# SHORT PROBLEM A
According to the news article on the Jamestown tobacco pipes, how many tons of tobacco did Jamestown export to Europe in 1639?
===== SOURCE EXCERPT =====
Archeologists Unearth 400-year-old Tobacco Pipes in Jamestown

RICHMOND, Va. (AP) — Archeologists at Jamestown have unearthed a trove of tobacco pipes personalized for a who's who of early 17th century colonial and British elites, underscoring the importance of tobacco to North America's first permanent English settlement.

The white clay pipes — actually, castoffs likely rejected during manufacturing — were crafted between 1608 and 1610 and bear the names of English politicians, social leaders, explorers, officers of the Virginia Company that financed the settlement and governors of the Virginia colony. Archeologists also found equipment used to make the pipes.

Researchers believe the pipes recovered from a well in James Fort were made to impress investors and the political elite with the financial viability of the settlement. They are likely the rejects that failed to survive the ceramic firing process in a kiln.

The find comprises more than 100 pipes or fragments. More than a dozen are stamped with diamond shapes and inscribed with the names or initials of luminaries including explorer Sir Walter Raleigh, who dispatched the colonists to the territory he named Virginia. He also is credited with popularizing tobacco in England and is said to have smoked a pipe just before being executed for treason in 1618.

Other names include Capt. Samuel Argall, a major Virginia Company investor and governor of Virginia; Sir Charles Howard, Lord High Admiral of England; and Earl of Southampton Henry Wriothesley, a Virginia Company official who was also William Shakespeare's major patron.

"It really brings the people back into the picture," said Bly Straube, senior archaeological curator for the Jamestown Rediscovery Project. "We have a lot of artifacts that we can associate with types of people like gentleman or women or children, but to find things like the pipe that bears the name Sir Walter Raleigh, I mean, my goodness. ... It just makes it very tangible and real."

The discovery casts lights on the social, political and economic network behind the Jamestown venture that started in 1607, as well as the importance of tobacco to the settlement, said William Kelso, director of archaeological research and interpretation at Historic Jamestowne.

Smoking imported tobacco was very popular in Europe in the early 17th century.

After settlers arrived at Jamestown, tobacco quickly became the American colony's chief export. Among the immigrants Capt. Francis Nelson brought to Jamestown in 1608 was Robert Cotton, a tobacco pipe maker who likely fashioned the pipes found in the well.

In 1614, the first shipment of Virginia tobacco was sold in London. Jamestown's tobacco exports to Europe grew from 10 tons in 1619 to 750 tons in 1639.
===== RECORDS TO USE =====
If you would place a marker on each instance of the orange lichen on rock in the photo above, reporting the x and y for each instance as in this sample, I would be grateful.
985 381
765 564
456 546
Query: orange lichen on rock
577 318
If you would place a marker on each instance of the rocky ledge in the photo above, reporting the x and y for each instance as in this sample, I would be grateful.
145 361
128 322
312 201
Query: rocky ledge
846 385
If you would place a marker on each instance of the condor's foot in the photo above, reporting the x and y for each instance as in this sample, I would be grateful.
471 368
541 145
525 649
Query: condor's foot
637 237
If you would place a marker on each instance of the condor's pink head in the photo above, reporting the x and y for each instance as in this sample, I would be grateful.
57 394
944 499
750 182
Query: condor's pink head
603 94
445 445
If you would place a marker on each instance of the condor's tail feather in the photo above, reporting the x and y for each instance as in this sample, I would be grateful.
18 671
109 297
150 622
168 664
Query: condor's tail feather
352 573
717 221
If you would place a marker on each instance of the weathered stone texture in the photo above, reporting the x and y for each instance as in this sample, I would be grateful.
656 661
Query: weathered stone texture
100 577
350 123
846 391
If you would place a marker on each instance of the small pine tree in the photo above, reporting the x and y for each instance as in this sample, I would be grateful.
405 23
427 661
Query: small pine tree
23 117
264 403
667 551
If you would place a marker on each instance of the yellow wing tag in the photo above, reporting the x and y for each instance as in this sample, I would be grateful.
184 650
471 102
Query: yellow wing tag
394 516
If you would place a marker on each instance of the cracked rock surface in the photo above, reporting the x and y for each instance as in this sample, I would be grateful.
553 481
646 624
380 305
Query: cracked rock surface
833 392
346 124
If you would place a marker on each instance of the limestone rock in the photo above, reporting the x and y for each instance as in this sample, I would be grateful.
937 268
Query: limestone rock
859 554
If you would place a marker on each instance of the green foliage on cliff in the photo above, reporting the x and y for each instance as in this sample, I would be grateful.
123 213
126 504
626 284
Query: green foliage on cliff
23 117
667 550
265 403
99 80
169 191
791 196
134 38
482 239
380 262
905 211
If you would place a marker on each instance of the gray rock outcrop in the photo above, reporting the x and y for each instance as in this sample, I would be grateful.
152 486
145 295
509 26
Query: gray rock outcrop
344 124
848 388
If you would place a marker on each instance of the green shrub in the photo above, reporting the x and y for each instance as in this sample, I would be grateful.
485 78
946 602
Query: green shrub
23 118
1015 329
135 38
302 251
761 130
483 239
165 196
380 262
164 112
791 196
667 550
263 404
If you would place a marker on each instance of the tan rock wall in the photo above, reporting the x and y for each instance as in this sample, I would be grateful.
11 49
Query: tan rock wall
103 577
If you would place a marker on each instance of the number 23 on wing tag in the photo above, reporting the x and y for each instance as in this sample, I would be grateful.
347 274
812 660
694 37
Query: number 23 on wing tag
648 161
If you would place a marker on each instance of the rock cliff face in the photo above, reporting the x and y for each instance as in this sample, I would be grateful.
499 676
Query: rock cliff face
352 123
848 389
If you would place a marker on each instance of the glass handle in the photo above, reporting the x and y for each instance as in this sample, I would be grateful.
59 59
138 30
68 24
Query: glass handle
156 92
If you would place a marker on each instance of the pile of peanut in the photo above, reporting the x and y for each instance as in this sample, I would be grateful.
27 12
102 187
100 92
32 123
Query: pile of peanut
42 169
=====
# SHORT PROBLEM B
Can you print, unchanged, the records from the line with "of the glass" up to and including the last line of the records?

# ANSWER A
750 tons.

# ANSWER B
If you would place a marker on each instance of the glass handle in the photo above, reporting the x and y for each instance as in this sample, I would be grateful.
59 59
138 30
68 24
Query: glass handle
156 92
If you would place a marker on each instance of the pile of peanut in the photo above, reporting the x and y for each instance as in this sample, I would be grateful.
27 12
102 187
100 92
32 123
Query: pile of peanut
42 169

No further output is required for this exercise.